▸ **TASK REQUIREMENTS**
Show every line in the material below in which the string "note" appears.

▸ **THE INPUT**
------------------------------------
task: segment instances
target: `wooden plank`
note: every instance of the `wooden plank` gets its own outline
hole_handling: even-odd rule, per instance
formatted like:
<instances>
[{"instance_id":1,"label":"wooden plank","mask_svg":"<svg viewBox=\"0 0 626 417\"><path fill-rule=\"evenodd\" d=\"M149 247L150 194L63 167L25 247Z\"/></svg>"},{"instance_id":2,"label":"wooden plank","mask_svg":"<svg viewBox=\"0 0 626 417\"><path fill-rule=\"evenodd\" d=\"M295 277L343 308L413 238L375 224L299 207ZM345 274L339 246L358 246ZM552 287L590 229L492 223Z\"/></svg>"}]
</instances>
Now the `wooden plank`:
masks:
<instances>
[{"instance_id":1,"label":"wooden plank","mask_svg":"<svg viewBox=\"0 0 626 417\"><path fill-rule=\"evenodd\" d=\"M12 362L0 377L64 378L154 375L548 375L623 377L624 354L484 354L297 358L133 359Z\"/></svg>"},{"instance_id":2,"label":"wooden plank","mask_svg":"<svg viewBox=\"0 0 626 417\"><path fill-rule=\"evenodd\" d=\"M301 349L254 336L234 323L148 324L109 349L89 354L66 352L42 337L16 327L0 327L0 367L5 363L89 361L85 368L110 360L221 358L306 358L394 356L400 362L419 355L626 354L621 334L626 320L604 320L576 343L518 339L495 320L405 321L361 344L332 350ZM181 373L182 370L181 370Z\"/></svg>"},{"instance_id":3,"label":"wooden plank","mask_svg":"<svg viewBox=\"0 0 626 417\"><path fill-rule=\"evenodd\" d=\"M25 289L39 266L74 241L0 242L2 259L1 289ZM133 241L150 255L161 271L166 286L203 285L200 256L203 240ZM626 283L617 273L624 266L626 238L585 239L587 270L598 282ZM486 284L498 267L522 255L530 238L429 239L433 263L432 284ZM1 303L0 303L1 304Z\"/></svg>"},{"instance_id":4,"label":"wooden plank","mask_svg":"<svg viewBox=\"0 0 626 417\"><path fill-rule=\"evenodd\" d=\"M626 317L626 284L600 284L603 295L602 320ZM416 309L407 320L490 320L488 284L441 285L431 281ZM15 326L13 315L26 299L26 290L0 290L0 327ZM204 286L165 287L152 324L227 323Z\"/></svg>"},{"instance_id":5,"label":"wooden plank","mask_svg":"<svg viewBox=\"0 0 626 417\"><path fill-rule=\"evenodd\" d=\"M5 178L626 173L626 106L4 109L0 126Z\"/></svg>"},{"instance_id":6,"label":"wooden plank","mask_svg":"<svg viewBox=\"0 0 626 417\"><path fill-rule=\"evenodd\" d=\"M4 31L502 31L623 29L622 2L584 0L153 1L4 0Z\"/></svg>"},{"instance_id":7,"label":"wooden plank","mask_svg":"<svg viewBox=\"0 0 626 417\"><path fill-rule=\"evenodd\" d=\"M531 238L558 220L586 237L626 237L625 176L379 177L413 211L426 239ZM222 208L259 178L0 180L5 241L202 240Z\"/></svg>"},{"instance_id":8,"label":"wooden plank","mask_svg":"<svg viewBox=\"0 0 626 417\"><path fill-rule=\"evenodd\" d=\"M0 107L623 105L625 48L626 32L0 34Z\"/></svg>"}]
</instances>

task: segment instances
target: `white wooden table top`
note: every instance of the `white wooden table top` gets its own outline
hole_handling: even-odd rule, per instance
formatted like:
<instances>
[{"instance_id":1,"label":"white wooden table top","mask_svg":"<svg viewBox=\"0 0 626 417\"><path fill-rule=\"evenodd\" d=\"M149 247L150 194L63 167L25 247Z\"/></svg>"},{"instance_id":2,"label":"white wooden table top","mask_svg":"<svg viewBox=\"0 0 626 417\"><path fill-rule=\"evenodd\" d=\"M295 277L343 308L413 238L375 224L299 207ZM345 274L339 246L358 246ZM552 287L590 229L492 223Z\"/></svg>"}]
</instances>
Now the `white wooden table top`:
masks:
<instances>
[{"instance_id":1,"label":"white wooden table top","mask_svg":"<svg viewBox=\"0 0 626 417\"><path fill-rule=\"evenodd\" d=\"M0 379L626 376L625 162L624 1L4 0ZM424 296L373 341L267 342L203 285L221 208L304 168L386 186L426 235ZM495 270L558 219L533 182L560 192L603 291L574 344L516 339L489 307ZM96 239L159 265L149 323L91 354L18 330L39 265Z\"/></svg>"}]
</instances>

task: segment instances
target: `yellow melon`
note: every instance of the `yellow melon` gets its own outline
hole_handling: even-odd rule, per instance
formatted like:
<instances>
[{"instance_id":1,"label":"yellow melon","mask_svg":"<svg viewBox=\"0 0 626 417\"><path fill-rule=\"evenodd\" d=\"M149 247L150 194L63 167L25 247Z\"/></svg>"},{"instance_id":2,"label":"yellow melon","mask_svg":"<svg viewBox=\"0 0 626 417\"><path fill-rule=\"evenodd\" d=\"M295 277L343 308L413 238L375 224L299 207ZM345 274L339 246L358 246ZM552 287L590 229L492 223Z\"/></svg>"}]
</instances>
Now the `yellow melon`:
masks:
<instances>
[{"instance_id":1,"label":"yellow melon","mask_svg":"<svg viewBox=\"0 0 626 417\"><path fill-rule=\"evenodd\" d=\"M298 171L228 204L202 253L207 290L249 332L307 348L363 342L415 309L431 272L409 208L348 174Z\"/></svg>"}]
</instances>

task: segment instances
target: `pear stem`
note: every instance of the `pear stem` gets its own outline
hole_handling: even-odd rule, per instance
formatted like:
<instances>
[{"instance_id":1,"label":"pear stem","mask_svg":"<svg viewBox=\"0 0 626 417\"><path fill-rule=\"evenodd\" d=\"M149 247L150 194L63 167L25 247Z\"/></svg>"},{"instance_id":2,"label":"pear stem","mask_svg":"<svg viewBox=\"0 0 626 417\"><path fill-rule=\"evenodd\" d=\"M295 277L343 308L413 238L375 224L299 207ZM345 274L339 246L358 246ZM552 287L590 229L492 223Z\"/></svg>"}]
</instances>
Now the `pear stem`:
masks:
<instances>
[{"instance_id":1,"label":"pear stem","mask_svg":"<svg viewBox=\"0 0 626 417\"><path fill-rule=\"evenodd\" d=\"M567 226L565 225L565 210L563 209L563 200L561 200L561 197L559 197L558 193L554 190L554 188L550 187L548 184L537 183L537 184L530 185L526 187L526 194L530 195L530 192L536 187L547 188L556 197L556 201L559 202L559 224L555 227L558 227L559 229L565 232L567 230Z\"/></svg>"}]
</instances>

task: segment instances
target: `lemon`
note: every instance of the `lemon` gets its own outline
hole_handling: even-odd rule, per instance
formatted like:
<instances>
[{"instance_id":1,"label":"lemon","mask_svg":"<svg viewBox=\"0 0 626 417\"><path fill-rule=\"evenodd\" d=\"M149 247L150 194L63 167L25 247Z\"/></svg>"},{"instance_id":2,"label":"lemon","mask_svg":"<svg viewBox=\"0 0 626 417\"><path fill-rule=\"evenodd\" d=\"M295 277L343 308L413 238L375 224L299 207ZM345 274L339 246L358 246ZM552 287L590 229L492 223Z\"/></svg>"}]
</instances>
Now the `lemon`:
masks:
------------------------------------
▸ **EXERCISE ANSWER**
note: every instance of the `wooden plank` gets its own outline
note: every instance of the `white wooden table top` gets its own outline
note: every instance of the `yellow melon` gets its own outline
note: every instance of the `pear stem` gets its own outline
note: every instance of the `lemon` gets its own outline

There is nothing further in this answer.